WORK REQUEST: Return the following from the records below: each line, word for word, starting with the line that contains "Target: orange sky" and going on through the line that contains "Target: cloud layer", with nothing outside that range.

Image-grounded pointing data:
== == ==
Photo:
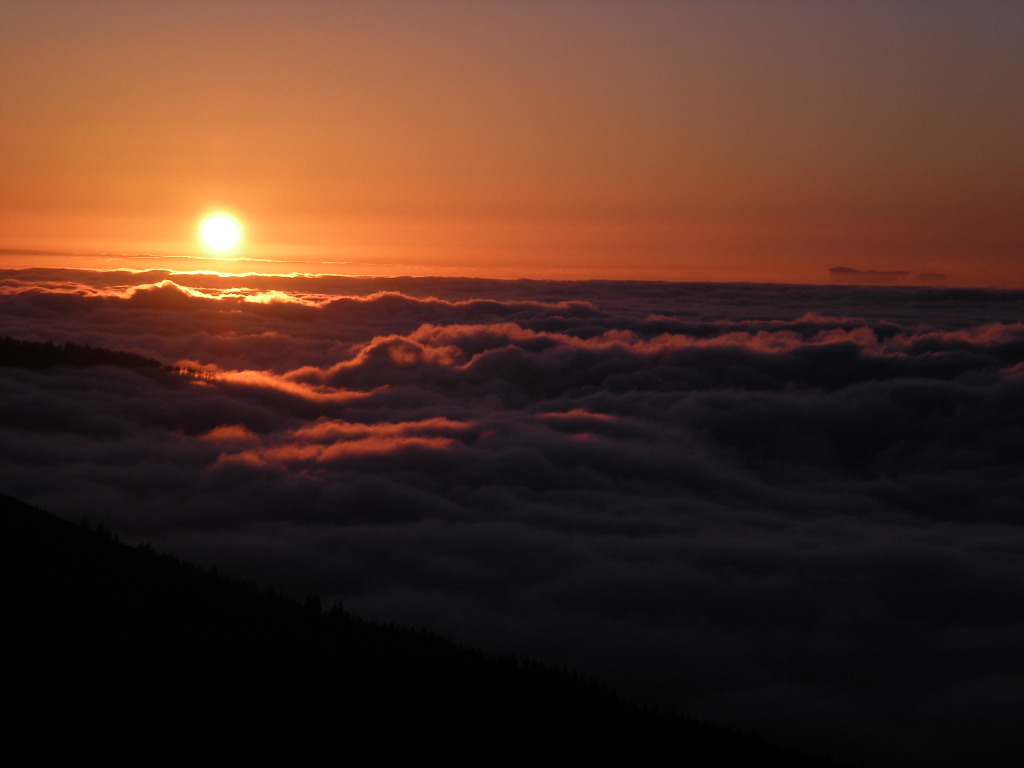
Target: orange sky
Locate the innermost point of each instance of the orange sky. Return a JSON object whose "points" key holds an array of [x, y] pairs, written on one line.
{"points": [[689, 140]]}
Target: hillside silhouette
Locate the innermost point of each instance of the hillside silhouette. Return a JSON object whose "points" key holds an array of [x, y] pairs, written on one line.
{"points": [[43, 354], [116, 654]]}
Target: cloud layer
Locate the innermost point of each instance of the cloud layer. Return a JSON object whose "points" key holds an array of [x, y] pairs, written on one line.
{"points": [[790, 508]]}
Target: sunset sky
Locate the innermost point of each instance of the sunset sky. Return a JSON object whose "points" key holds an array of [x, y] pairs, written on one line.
{"points": [[668, 140]]}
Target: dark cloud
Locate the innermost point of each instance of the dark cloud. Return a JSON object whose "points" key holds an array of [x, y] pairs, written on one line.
{"points": [[791, 508]]}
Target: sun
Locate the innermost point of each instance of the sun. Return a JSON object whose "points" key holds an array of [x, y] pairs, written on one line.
{"points": [[220, 232]]}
== == ==
SOLUTION FOR THIS EXERCISE:
Target: orange sky
Locate the innermost point of each instance of the orange sky. Return a JSON object whose "points" key holds an array of [x, y] pairs, written on one line.
{"points": [[689, 140]]}
Target: hillside silhouette
Locate the innermost point of each instance of the hillside silhouette. Return a JSON object whose "points" key holds an array of [x, y] pairs, written on one line.
{"points": [[43, 354], [116, 654]]}
Target: cloud layer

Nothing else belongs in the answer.